_Exercise description_. Please retype all of the material below, character for character.

_Given data_.
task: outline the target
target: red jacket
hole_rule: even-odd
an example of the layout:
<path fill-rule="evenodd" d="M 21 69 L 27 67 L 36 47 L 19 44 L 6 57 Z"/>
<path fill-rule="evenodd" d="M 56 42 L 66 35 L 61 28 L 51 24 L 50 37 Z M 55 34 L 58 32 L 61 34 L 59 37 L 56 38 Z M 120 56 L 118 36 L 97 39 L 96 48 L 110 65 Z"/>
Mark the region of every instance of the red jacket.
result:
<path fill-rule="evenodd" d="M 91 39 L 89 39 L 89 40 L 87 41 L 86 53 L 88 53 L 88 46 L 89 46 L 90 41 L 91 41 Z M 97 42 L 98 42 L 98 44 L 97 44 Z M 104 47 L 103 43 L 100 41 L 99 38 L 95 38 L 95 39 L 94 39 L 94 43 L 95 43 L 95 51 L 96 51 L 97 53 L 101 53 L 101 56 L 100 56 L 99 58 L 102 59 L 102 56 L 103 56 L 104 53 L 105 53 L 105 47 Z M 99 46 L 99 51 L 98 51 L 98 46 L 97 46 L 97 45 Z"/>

_Output below_.
task: outline the target
target: red jacket
hole_rule: even-odd
an example of the layout:
<path fill-rule="evenodd" d="M 21 69 L 27 67 L 36 47 L 19 44 L 6 57 Z"/>
<path fill-rule="evenodd" d="M 56 42 L 66 35 L 61 28 L 51 24 L 50 37 Z M 55 34 L 58 32 L 61 34 L 59 37 L 56 38 Z M 120 56 L 118 36 L 97 39 L 96 48 L 110 65 Z"/>
Mark the region of every instance of the red jacket.
result:
<path fill-rule="evenodd" d="M 91 39 L 89 39 L 89 40 L 87 41 L 86 53 L 88 53 L 88 46 L 89 46 L 90 41 L 91 41 Z M 97 42 L 98 42 L 98 44 L 97 44 Z M 104 47 L 103 43 L 100 41 L 99 38 L 95 38 L 95 39 L 94 39 L 94 43 L 95 43 L 95 51 L 96 51 L 97 53 L 101 53 L 101 56 L 100 56 L 99 58 L 102 59 L 102 56 L 103 56 L 104 53 L 105 53 L 105 47 Z M 99 46 L 99 51 L 98 51 L 98 46 L 97 46 L 97 45 Z"/>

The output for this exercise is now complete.